• **Exercise aim**: Please find every line in the entries below that contains the string "wheel", and copy it.

• **The data**:
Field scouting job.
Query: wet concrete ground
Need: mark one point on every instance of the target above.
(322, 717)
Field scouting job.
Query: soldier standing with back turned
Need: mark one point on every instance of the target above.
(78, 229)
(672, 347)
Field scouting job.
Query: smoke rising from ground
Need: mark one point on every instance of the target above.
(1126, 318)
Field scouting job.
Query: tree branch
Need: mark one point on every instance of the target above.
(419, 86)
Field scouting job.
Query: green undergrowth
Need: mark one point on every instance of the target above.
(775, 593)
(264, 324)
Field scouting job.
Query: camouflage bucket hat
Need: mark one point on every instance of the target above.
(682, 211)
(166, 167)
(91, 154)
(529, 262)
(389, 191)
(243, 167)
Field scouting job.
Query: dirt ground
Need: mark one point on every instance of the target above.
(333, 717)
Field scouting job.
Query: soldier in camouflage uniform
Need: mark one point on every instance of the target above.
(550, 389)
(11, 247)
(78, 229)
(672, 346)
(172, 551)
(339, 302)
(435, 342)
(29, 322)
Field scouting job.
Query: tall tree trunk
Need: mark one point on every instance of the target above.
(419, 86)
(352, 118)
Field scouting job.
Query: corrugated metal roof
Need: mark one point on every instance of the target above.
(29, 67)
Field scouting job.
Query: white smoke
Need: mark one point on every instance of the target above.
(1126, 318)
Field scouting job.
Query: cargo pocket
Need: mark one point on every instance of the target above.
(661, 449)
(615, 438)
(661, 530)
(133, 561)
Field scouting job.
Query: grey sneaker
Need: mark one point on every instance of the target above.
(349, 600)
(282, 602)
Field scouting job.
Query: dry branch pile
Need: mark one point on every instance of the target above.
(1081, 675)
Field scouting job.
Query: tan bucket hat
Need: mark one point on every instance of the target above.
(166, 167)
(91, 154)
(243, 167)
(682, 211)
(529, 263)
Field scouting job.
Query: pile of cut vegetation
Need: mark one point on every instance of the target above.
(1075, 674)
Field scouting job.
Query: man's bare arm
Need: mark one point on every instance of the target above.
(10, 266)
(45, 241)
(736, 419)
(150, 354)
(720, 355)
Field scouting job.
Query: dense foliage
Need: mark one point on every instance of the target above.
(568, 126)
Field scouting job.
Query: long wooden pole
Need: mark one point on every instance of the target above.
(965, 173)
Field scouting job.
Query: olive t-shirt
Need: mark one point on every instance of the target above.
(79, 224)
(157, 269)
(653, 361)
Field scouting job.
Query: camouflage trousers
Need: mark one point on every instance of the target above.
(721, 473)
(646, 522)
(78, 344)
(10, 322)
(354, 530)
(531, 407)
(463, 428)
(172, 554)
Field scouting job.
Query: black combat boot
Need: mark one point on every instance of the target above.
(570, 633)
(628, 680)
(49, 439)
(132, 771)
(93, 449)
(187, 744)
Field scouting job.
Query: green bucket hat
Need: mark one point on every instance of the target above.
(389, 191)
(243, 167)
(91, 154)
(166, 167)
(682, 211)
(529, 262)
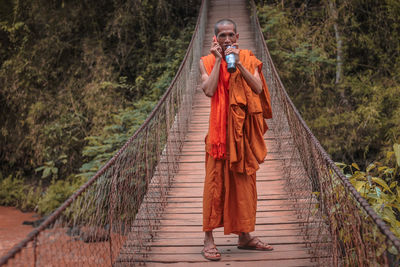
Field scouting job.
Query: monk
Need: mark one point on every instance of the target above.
(240, 103)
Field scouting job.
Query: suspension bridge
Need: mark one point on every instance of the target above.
(145, 205)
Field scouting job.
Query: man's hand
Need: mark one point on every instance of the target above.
(234, 49)
(216, 49)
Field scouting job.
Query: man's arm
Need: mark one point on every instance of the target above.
(253, 80)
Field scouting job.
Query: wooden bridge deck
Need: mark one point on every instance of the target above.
(179, 239)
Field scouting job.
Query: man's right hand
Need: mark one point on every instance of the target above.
(216, 50)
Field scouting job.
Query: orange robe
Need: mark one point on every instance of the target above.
(230, 194)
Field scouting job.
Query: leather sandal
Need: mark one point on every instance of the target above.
(256, 244)
(211, 254)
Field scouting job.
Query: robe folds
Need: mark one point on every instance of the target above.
(230, 194)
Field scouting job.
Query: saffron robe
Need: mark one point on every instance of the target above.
(230, 194)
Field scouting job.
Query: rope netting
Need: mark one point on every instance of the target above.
(339, 226)
(116, 210)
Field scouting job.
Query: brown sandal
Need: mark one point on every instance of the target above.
(256, 244)
(211, 254)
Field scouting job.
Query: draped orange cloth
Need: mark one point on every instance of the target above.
(230, 194)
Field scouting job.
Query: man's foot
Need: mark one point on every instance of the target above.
(253, 243)
(211, 253)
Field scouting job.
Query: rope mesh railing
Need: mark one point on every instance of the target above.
(339, 226)
(115, 213)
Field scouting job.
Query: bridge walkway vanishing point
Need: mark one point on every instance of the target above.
(144, 206)
(179, 238)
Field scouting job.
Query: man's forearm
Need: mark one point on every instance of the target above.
(209, 86)
(254, 82)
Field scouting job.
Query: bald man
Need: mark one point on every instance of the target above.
(240, 103)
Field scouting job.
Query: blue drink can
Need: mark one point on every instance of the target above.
(230, 61)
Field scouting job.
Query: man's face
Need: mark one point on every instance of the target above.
(226, 35)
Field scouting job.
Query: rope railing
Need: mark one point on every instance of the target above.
(340, 227)
(120, 204)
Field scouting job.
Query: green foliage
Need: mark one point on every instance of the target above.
(57, 193)
(14, 192)
(378, 184)
(102, 147)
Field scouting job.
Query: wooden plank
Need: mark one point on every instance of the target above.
(274, 263)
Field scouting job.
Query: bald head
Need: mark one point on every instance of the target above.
(224, 22)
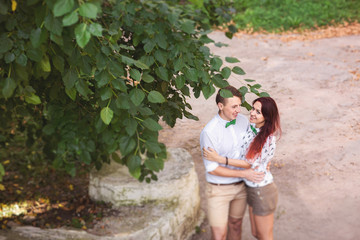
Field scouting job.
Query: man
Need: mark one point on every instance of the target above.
(225, 190)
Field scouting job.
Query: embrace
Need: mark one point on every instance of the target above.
(237, 154)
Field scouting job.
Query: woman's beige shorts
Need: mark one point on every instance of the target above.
(263, 200)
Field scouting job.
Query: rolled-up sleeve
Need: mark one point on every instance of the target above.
(205, 142)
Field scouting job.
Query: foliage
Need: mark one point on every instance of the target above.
(80, 80)
(280, 15)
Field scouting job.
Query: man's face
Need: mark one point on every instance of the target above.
(230, 109)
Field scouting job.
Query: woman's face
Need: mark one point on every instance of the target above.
(256, 115)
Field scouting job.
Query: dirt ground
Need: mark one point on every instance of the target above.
(316, 165)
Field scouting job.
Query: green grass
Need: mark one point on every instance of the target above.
(283, 15)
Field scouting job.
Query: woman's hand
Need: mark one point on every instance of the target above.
(211, 155)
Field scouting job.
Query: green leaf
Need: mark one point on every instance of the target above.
(5, 44)
(238, 70)
(62, 7)
(149, 46)
(82, 35)
(116, 158)
(153, 147)
(71, 93)
(135, 74)
(178, 64)
(147, 78)
(45, 64)
(22, 59)
(33, 99)
(70, 78)
(226, 93)
(119, 84)
(160, 56)
(151, 124)
(9, 87)
(130, 126)
(88, 10)
(226, 72)
(82, 87)
(105, 93)
(154, 164)
(9, 57)
(188, 26)
(53, 24)
(231, 59)
(134, 165)
(70, 19)
(219, 82)
(96, 29)
(102, 78)
(34, 54)
(162, 73)
(137, 96)
(106, 115)
(155, 97)
(141, 65)
(208, 90)
(59, 63)
(191, 74)
(126, 145)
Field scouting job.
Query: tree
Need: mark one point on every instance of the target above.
(83, 79)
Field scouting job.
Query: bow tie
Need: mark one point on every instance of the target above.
(230, 123)
(253, 129)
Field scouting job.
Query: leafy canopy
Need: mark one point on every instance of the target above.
(84, 79)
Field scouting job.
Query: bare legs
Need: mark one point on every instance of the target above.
(262, 226)
(232, 231)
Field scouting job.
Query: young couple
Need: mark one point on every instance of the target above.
(236, 156)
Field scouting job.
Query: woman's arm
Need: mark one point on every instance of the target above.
(211, 155)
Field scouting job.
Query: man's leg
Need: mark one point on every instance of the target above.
(218, 201)
(236, 213)
(219, 233)
(234, 231)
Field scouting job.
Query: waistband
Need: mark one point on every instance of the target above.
(226, 184)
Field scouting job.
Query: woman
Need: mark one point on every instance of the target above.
(259, 146)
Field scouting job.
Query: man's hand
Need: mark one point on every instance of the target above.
(253, 176)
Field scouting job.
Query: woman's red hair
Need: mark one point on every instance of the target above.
(272, 125)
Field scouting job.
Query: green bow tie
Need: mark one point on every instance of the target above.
(253, 129)
(230, 123)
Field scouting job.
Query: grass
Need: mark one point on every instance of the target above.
(283, 15)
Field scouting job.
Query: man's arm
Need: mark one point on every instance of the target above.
(249, 174)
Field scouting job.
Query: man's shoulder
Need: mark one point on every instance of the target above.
(211, 127)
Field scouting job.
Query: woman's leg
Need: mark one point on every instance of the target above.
(264, 226)
(252, 222)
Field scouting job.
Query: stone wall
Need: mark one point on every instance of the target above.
(167, 209)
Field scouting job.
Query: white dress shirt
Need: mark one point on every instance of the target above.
(226, 142)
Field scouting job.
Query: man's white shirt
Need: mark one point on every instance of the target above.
(226, 142)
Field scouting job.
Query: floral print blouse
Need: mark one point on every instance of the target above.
(261, 161)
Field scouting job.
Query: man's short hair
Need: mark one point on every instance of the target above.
(232, 89)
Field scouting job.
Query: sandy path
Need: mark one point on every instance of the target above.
(316, 167)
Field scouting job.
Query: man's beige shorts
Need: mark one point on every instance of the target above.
(224, 201)
(263, 200)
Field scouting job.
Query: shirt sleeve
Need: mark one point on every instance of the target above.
(206, 141)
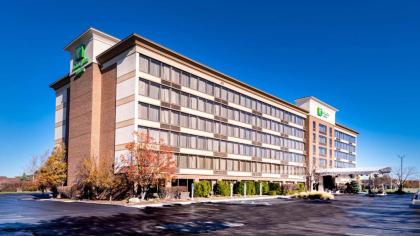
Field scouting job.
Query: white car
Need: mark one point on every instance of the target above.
(416, 199)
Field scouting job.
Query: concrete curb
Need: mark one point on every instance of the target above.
(208, 201)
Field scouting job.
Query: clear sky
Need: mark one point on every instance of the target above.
(362, 57)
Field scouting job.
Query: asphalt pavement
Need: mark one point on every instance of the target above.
(347, 215)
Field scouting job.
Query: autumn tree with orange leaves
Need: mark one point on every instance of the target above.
(147, 161)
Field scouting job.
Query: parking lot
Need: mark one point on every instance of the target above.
(347, 215)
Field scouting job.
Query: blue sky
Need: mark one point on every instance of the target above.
(362, 57)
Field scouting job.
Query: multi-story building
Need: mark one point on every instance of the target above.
(217, 126)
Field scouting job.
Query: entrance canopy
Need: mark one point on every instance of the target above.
(353, 171)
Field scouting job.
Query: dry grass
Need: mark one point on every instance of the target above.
(314, 195)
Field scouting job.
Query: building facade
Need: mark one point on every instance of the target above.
(218, 127)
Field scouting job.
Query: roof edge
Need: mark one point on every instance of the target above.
(347, 128)
(318, 100)
(60, 82)
(135, 39)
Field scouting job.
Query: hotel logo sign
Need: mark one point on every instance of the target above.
(80, 60)
(321, 113)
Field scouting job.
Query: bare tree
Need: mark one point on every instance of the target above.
(402, 175)
(35, 164)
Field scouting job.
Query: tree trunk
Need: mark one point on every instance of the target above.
(136, 188)
(143, 193)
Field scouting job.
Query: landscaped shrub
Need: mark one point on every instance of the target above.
(314, 195)
(222, 188)
(250, 188)
(265, 188)
(276, 187)
(301, 187)
(202, 188)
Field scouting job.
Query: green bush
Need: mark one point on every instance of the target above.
(301, 187)
(277, 188)
(238, 188)
(265, 188)
(202, 188)
(222, 188)
(250, 188)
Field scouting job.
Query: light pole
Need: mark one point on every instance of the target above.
(401, 171)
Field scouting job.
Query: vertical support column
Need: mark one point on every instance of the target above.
(192, 191)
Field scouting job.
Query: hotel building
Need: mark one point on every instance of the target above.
(218, 127)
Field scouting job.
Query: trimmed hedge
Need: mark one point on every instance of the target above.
(222, 188)
(202, 188)
(238, 188)
(265, 188)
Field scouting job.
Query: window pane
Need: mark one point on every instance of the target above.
(165, 94)
(144, 64)
(143, 87)
(154, 90)
(175, 75)
(155, 68)
(166, 72)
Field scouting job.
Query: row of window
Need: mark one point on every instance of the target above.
(345, 136)
(170, 95)
(345, 146)
(176, 139)
(340, 164)
(166, 116)
(344, 155)
(164, 71)
(223, 164)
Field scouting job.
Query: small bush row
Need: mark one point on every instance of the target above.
(222, 188)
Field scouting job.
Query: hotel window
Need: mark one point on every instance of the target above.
(192, 163)
(223, 93)
(193, 122)
(154, 90)
(144, 64)
(165, 94)
(164, 137)
(154, 113)
(175, 118)
(193, 82)
(201, 105)
(322, 140)
(166, 72)
(322, 128)
(182, 161)
(174, 139)
(183, 120)
(193, 102)
(184, 99)
(202, 85)
(143, 87)
(185, 80)
(322, 151)
(164, 116)
(175, 76)
(155, 68)
(174, 97)
(193, 142)
(143, 111)
(209, 88)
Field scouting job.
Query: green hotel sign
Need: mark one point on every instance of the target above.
(321, 113)
(80, 60)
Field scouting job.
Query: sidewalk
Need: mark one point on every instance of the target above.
(170, 202)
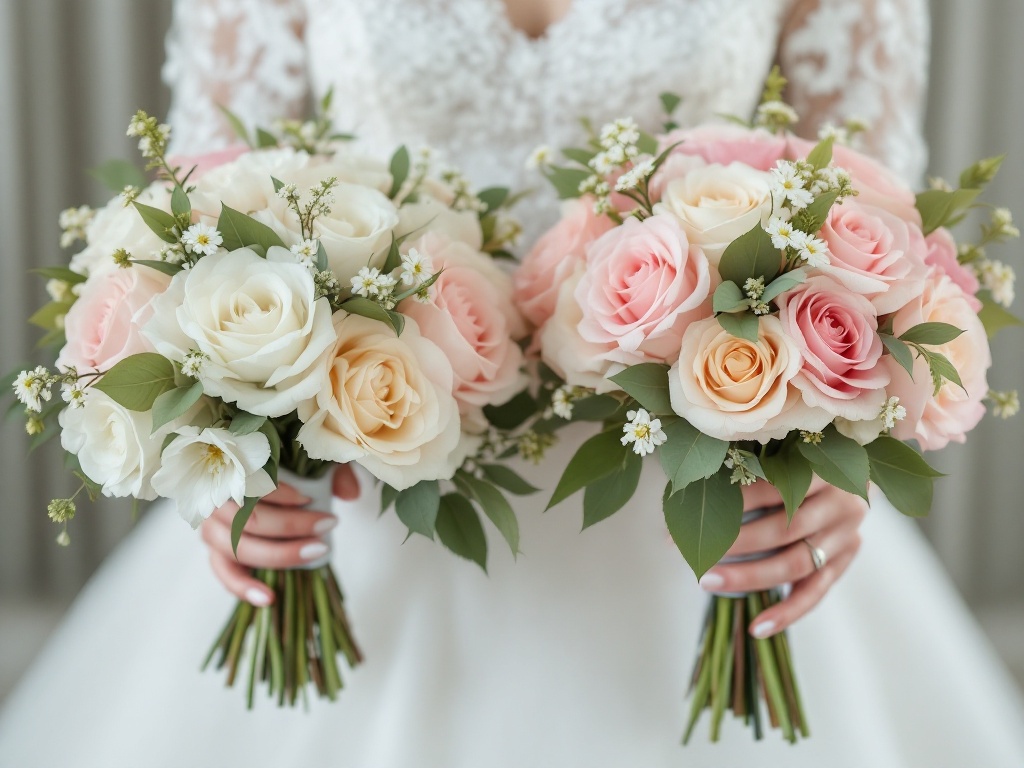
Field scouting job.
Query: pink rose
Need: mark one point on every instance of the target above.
(735, 389)
(935, 420)
(104, 325)
(554, 257)
(472, 318)
(876, 254)
(644, 284)
(942, 255)
(837, 334)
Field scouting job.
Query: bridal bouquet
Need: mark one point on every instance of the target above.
(751, 306)
(285, 307)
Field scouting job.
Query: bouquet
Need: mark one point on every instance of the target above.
(751, 306)
(285, 306)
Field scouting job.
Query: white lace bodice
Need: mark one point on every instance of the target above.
(457, 76)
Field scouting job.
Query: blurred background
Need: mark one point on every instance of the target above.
(72, 72)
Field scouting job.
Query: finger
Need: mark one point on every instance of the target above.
(255, 552)
(344, 483)
(802, 599)
(238, 581)
(790, 565)
(280, 522)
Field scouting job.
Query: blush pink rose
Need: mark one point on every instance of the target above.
(104, 325)
(837, 334)
(554, 258)
(942, 255)
(644, 284)
(473, 321)
(875, 253)
(935, 420)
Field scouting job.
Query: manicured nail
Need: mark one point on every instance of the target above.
(324, 525)
(711, 581)
(257, 597)
(312, 551)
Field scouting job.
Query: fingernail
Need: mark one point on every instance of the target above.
(312, 551)
(328, 523)
(711, 581)
(257, 597)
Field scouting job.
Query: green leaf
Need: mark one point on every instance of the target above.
(688, 454)
(931, 334)
(839, 461)
(417, 507)
(240, 520)
(705, 519)
(240, 230)
(902, 474)
(246, 423)
(399, 170)
(497, 508)
(900, 352)
(597, 458)
(117, 174)
(729, 297)
(460, 529)
(751, 255)
(743, 326)
(161, 222)
(648, 384)
(137, 381)
(174, 403)
(607, 496)
(507, 478)
(791, 473)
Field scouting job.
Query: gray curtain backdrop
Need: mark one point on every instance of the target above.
(72, 72)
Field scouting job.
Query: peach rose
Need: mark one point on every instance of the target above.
(837, 334)
(104, 326)
(554, 257)
(643, 285)
(473, 321)
(735, 389)
(876, 254)
(935, 420)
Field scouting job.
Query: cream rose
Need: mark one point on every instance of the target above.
(735, 389)
(717, 204)
(385, 402)
(257, 321)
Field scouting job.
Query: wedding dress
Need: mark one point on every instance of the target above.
(578, 654)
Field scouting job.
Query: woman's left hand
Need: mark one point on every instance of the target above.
(828, 519)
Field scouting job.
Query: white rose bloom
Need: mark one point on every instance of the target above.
(385, 402)
(258, 323)
(116, 226)
(205, 469)
(113, 444)
(716, 204)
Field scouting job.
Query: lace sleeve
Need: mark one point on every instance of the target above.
(863, 59)
(247, 55)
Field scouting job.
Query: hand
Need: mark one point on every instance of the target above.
(829, 519)
(279, 535)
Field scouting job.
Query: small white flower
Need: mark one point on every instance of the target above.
(202, 239)
(645, 433)
(892, 412)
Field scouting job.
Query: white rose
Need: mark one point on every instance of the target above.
(716, 204)
(114, 445)
(385, 402)
(258, 322)
(203, 469)
(116, 226)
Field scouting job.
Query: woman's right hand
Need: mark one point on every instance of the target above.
(279, 535)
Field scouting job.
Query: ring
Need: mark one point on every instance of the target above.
(818, 556)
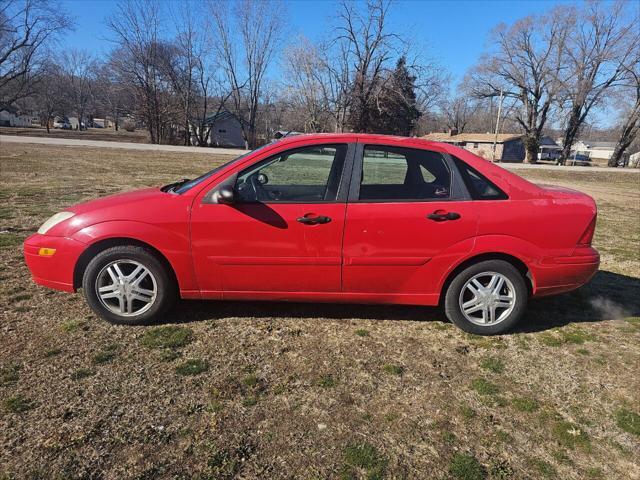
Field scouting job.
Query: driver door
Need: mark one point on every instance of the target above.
(283, 231)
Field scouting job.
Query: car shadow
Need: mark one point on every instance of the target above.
(608, 296)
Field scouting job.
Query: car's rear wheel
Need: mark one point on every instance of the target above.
(128, 285)
(486, 298)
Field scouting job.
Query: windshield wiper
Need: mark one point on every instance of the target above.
(173, 186)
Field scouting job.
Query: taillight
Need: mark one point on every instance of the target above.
(587, 236)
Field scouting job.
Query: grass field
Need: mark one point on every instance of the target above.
(258, 390)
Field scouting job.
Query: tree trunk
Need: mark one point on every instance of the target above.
(531, 146)
(629, 132)
(570, 135)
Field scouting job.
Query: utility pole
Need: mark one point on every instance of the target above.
(495, 138)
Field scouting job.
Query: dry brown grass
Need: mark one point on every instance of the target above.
(257, 390)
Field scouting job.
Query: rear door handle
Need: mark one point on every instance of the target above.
(316, 220)
(442, 216)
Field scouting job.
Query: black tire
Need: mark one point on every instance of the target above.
(452, 300)
(166, 288)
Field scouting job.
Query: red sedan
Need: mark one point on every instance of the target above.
(328, 218)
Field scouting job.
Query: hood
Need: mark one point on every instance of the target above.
(116, 200)
(149, 205)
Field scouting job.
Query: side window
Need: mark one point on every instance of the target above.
(304, 175)
(396, 174)
(383, 168)
(478, 185)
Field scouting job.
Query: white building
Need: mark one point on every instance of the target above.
(11, 117)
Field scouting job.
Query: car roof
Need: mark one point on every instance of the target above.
(354, 137)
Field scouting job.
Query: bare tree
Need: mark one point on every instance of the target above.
(79, 69)
(139, 59)
(112, 96)
(194, 74)
(604, 39)
(526, 66)
(246, 37)
(458, 112)
(371, 47)
(630, 128)
(308, 86)
(50, 92)
(26, 26)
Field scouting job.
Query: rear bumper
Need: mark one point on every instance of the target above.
(556, 275)
(54, 271)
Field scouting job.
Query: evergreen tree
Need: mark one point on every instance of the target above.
(396, 111)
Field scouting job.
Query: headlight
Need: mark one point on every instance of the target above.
(53, 221)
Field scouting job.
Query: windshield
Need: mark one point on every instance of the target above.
(196, 181)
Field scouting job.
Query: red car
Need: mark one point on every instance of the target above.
(328, 218)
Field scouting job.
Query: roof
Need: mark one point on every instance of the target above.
(600, 145)
(218, 117)
(471, 137)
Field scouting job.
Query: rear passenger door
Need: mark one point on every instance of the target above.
(408, 219)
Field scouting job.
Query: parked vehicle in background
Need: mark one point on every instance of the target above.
(328, 218)
(578, 159)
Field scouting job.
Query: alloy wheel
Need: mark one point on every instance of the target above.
(487, 298)
(126, 287)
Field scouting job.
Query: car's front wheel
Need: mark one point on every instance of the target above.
(128, 285)
(486, 298)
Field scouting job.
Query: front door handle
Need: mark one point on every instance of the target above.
(313, 220)
(440, 216)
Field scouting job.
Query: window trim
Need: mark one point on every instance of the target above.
(343, 180)
(473, 195)
(457, 189)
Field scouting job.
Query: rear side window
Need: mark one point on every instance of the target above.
(479, 186)
(403, 174)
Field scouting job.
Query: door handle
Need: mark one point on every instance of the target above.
(316, 220)
(439, 216)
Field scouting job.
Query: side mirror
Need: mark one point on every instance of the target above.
(224, 195)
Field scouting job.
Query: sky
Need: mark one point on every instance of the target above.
(453, 32)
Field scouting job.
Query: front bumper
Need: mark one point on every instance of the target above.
(556, 275)
(55, 271)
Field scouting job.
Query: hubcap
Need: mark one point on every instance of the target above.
(126, 287)
(487, 298)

• **Response to this exercise**:
Query: car's rear wheel
Query: alloy wheel
Query: car's front wheel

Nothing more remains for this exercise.